╭──
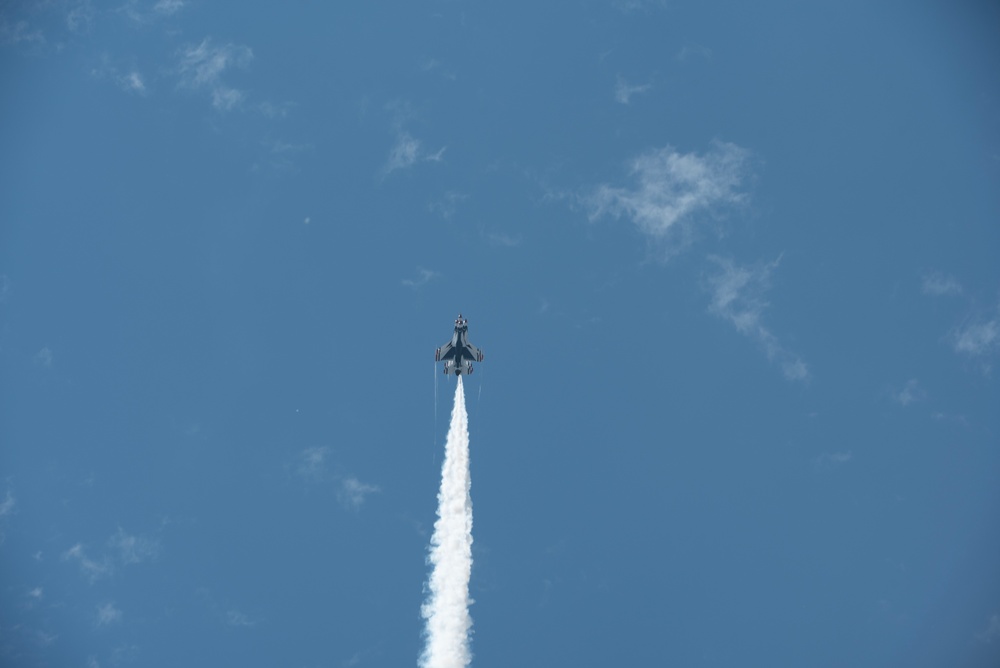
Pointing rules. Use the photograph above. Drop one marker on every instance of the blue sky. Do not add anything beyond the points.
(735, 269)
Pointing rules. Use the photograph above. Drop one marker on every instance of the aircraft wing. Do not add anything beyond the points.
(445, 352)
(474, 352)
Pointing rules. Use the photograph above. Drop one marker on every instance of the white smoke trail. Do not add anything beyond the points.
(447, 607)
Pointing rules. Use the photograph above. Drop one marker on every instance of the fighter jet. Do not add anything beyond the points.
(458, 354)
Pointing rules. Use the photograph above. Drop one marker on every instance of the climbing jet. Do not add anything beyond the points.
(458, 354)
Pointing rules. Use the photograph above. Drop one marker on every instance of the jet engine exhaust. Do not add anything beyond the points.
(446, 609)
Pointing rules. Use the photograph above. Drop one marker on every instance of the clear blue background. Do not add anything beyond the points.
(735, 268)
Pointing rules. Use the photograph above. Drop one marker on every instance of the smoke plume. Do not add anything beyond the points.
(447, 607)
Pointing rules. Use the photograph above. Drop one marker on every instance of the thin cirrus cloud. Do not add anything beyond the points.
(979, 337)
(424, 276)
(126, 549)
(673, 192)
(202, 67)
(738, 296)
(937, 284)
(352, 492)
(624, 90)
(830, 460)
(143, 13)
(407, 151)
(108, 613)
(910, 393)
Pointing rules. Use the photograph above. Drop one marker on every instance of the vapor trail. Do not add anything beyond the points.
(447, 607)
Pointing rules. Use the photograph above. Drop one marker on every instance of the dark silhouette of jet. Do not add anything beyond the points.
(458, 354)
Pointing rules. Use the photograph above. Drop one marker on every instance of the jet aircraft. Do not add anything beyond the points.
(458, 354)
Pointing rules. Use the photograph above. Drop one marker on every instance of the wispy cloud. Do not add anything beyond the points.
(145, 12)
(424, 276)
(979, 337)
(352, 492)
(202, 67)
(624, 91)
(403, 153)
(910, 393)
(314, 466)
(134, 549)
(694, 51)
(168, 7)
(312, 463)
(672, 191)
(407, 151)
(275, 110)
(8, 505)
(829, 460)
(107, 613)
(130, 81)
(503, 240)
(19, 32)
(81, 17)
(937, 284)
(738, 296)
(126, 549)
(92, 569)
(448, 204)
(237, 618)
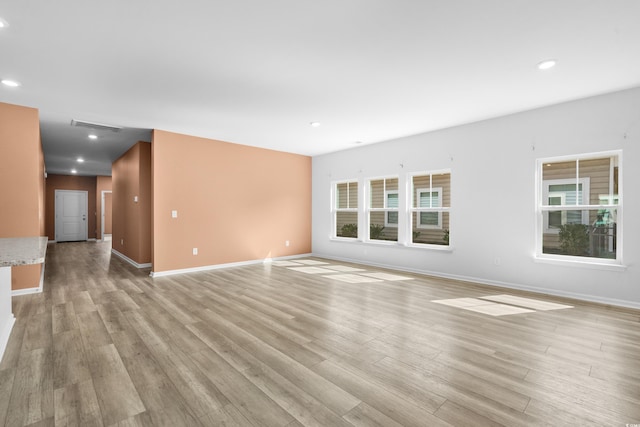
╰──
Task to complete: Rewrite every entry above as a JSON list of strings, one string per line, with blank lines omitted. Leave the pictures out of the list.

Task response:
[
  "Pointing rules. Use the photograph above. Drop one marker on every instance of the blue sky. Do not add anything beyond the points.",
  "(735, 269)",
  "Pointing rules. Use the photograph above. Drop one marker on every instance of the aircraft wing. Do not add anything beyond the points.",
  "(445, 352)",
  "(474, 352)",
  "Pointing rules. Use the photograph above. Drop one marker on every instance of the white smoke trail. Do not add anything beyond the points.",
  "(447, 607)",
  "Pointing rules. Use the photograph above. Drop one marker on every instance of the fighter jet. Do not add anything beyond the points.",
  "(458, 354)",
  "Pointing rules. Use the photograph above. Drop one marker on every instance of the climbing jet. Do not add anything beyond the points.",
  "(458, 354)",
  "Pointing rules. Use the photograph above. Drop one marker on every instance of the jet engine exhaust. Do not add anything beyond the points.",
  "(446, 609)",
  "Pointing rules. Use the photograph above. Drop one marker on every instance of the clear blue background. Do not add anything beyond the points.",
  "(735, 268)",
  "Pointing rules. Use the photograph above. Drop one marker on every instance of the smoke plume. Do not add anything beyond the points.",
  "(447, 607)",
  "Pointing rules. Use the photograph above. Drop one marker on every instance of the thin cirrus cloud. Do not add anything beyond the points.",
  "(979, 337)",
  "(424, 276)",
  "(126, 549)",
  "(673, 192)",
  "(202, 67)",
  "(738, 296)",
  "(937, 284)",
  "(352, 492)",
  "(624, 90)",
  "(830, 460)",
  "(143, 13)",
  "(407, 151)",
  "(108, 613)",
  "(910, 393)",
  "Pointing rules. Use the photograph above. Drop one marker on every instance of the vapor trail. Do not add anything beyond the points.",
  "(447, 607)",
  "Pointing rules. Use the photograph above. Drop one marker on every instance of the dark silhouette of jet. Do not add anything beyond the points.",
  "(458, 354)",
  "Pointing rules. Use the photograph above. Drop one marker on every instance of the jet aircraft. Do not add anything beyond the points.",
  "(458, 354)",
  "Pointing rules. Use the photograph above. Drop one marker on every instance of the wispy cloud. Do not add anything beyond the points.",
  "(145, 12)",
  "(424, 276)",
  "(979, 337)",
  "(352, 492)",
  "(202, 67)",
  "(624, 91)",
  "(403, 153)",
  "(910, 393)",
  "(314, 466)",
  "(134, 549)",
  "(694, 51)",
  "(168, 7)",
  "(312, 463)",
  "(672, 191)",
  "(407, 151)",
  "(275, 110)",
  "(8, 505)",
  "(829, 460)",
  "(107, 613)",
  "(130, 81)",
  "(503, 240)",
  "(19, 32)",
  "(81, 17)",
  "(937, 284)",
  "(738, 296)",
  "(126, 549)",
  "(92, 569)",
  "(448, 204)",
  "(237, 618)"
]